Starting at the line that has "Mark the paved" and going through the end of the entries, write those lines out again. Swap "innermost" for "most central" and leave everything else unchanged.

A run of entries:
------------------------

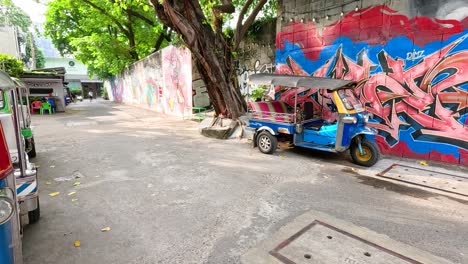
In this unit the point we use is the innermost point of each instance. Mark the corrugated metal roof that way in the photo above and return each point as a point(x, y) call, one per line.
point(298, 81)
point(5, 81)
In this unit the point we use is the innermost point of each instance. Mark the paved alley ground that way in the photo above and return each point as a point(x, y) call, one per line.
point(170, 195)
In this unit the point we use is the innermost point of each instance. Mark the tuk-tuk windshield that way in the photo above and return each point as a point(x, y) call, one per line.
point(2, 102)
point(350, 100)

------------------------

RESPONSE TO THE EXERCISE
In this unit the point we use is the most central point of each instance. Mark the paved alley ground that way in the photo above and return each point as a point(x, y) call, one per line.
point(170, 195)
In this unit the point we use is the most central point of each instance. Mark the tuk-tuk windshield that way in the photo above and return each point as a point(x, y) call, one per line.
point(2, 102)
point(350, 100)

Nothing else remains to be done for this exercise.